# TO DO
a) From the RNA-seq counting thread, please copy the passage starting with "As an example" and going on through "my four samples)" word for word.
b) Translate this sentence from the RNA-seq counting thread into Spanish: "Shouldn't the counts for the two transcripts sum to the counts for the gene?"

# PASSAGE TO READ
I used Tophat to map some RNA-seq reads from four different samples against a reference genome (Arabidopsis), and then used SummarizeOverlaps to make a table of raw counts. I tried to generate these counts for both genes and transcripts; to extract the gene annotations from my GFF file, I used the following line of code:
exbygene = exonsBy(TxDb_obj, "gene")
and for transcripts:
exbytranscript = exonsBy(TxDb_obj, "tx", use.names=TRUE)
Then I run:
se_gene = summarizeOverlaps(exbygene, files, mode="IntersectionNotEmpty", singleEnd=FALSE, ignore.strand=TRUE)
se_transcript = summarizeOverlaps(exbytranscript, files, mode="IntersectionNotEmpty", singleEnd=FALSE, ignore.strand=TRUE)
write.table(assays(se_gene), "bygene.txt")
write.table(assays(se_transcript), "bytranscript.txt")
As an example of my problem/question, in bygene.txt, I get the following counts for gene ID AT1G01040 (each number represents the count from one of my four samples)
954 723 895 614
In bytranscript.txt, I get the following counts for AT1G01040.1 and AT1G01040.2
AT1G01040.1: 38 19 25 14
AT1G01040.2: 3 2 3 6
My question is, why is there such a discrepancy? Shouldn't the counts for the two transcripts sum to the counts for the gene?
Thanks in advance for any help!
Mike Love is also working on this package, which is relevant: https://github.com/mikelove/tximport
The
findCompatibleOverlaps
function in GenomicAlignments might be helpful in this context.

# DATASET CONTENT
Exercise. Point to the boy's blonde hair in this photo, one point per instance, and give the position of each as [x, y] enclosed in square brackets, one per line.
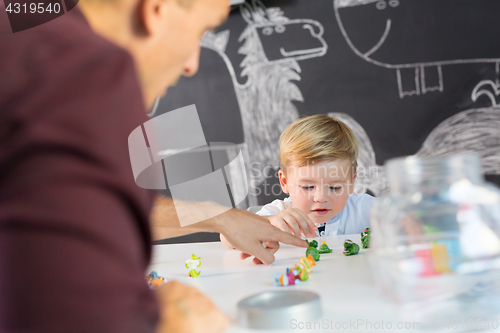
[317, 138]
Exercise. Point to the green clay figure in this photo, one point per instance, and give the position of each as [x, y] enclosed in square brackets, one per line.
[313, 252]
[324, 248]
[365, 238]
[312, 243]
[193, 263]
[350, 248]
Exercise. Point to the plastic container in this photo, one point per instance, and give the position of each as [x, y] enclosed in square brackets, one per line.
[436, 239]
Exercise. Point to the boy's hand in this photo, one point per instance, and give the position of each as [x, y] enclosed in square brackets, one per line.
[294, 221]
[184, 309]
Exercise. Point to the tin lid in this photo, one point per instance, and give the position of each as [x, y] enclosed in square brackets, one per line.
[276, 309]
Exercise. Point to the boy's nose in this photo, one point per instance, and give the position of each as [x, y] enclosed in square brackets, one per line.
[319, 196]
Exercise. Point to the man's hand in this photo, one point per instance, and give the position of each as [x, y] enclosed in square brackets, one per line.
[248, 232]
[184, 309]
[294, 221]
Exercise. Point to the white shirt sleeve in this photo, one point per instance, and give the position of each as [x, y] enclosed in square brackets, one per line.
[275, 207]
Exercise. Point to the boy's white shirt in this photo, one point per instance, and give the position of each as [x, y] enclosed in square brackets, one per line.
[353, 219]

# ANSWER LIST
a)
As an example of my problem/question, in bygene.txt, I get the following counts for gene ID AT1G01040 (each number represents the count from one of my four samples)

b) ¿Los conteos de los dos transcritos no deberían sumar los conteos del gen?